§ REQUIRED TASK: Copy out the passage on silica dust control measures in full, with every word and line kept the same.

§ TEXT EXTRACT:
◆ ◆ ◆
Hierarchy of Controls and silica dust control measures
Section 36 of the WHS Regulation 2011 (QLD) contains the Hierarchy of Controls, which is a legislative risk management diagram which identifies how a PCBU should manage hazards and risks in the workplace. The PCBU or Duty Holder must look to eliminate in the first instance, and only use lower order control measures when they cannot control the risks to health and safety with the higher order controls. A combination may be used to minimise a risk, so far as is reasonably practicable, if a single control measure is not sufficient.
Typically, if the silica dust cannot be eliminated or substituted, the PCBU may consider a combination of engineering controls (e.g. water suppression or H-Class HEPA filtered vaccum dust extraction), administrative controls (e.g. Safe Work Method Statements) and Personal Protective Equipment (e.g. Respiratory Protective Equipment).

What is Respiratory Protective Equipment?
◆ ◆ ◆
§ RAW DATA:
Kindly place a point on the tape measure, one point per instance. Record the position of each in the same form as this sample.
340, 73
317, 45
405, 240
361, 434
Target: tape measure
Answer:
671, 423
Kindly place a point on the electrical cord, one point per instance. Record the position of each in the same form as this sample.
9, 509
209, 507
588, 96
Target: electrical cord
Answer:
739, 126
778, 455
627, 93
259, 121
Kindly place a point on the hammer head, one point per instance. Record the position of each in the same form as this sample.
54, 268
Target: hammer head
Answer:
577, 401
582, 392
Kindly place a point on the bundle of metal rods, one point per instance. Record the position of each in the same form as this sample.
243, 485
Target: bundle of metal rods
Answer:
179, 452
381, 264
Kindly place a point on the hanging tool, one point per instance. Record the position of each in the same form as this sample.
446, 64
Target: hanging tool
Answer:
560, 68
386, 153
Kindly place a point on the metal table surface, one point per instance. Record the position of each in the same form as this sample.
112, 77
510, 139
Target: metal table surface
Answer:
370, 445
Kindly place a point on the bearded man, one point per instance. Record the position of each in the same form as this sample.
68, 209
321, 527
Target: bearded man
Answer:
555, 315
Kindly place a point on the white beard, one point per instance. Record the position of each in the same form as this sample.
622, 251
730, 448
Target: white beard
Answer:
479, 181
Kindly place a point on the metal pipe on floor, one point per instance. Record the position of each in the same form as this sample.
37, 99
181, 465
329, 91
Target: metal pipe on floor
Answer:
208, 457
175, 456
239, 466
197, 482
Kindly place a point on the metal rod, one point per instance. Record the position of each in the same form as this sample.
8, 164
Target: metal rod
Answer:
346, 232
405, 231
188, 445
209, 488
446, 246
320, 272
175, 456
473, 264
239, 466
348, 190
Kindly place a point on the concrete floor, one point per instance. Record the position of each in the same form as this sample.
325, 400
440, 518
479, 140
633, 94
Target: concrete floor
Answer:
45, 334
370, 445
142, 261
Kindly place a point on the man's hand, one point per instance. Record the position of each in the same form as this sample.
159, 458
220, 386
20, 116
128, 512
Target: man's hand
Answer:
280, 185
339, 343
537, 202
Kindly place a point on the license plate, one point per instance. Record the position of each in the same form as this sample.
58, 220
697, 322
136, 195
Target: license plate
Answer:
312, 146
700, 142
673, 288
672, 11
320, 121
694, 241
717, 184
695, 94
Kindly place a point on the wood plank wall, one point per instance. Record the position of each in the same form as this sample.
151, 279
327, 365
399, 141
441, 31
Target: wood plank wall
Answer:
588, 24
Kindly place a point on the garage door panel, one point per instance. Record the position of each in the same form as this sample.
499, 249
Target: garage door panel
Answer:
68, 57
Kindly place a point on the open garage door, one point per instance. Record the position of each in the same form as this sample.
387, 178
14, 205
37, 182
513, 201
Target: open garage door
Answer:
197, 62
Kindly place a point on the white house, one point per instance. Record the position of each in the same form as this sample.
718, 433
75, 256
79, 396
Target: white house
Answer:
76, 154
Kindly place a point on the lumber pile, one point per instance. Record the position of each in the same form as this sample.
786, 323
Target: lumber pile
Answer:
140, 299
◆ ◆ ◆
§ FINAL RESULT:
Hierarchy of Controls and silica dust control measures
Section 36 of the WHS Regulation 2011 (QLD) contains the Hierarchy of Controls, which is a legislative risk management diagram which identifies how a PCBU should manage hazards and risks in the workplace. The PCBU or Duty Holder must look to eliminate in the first instance, and only use lower order control measures when they cannot control the risks to health and safety with the higher order controls. A combination may be used to minimise a risk, so far as is reasonably practicable, if a single control measure is not sufficient.
Typically, if the silica dust cannot be eliminated or substituted, the PCBU may consider a combination of engineering controls (e.g. water suppression or H-Class HEPA filtered vaccum dust extraction), administrative controls (e.g. Safe Work Method Statements) and Personal Protective Equipment (e.g. Respiratory Protective Equipment).

What is Respiratory Protective Equipment?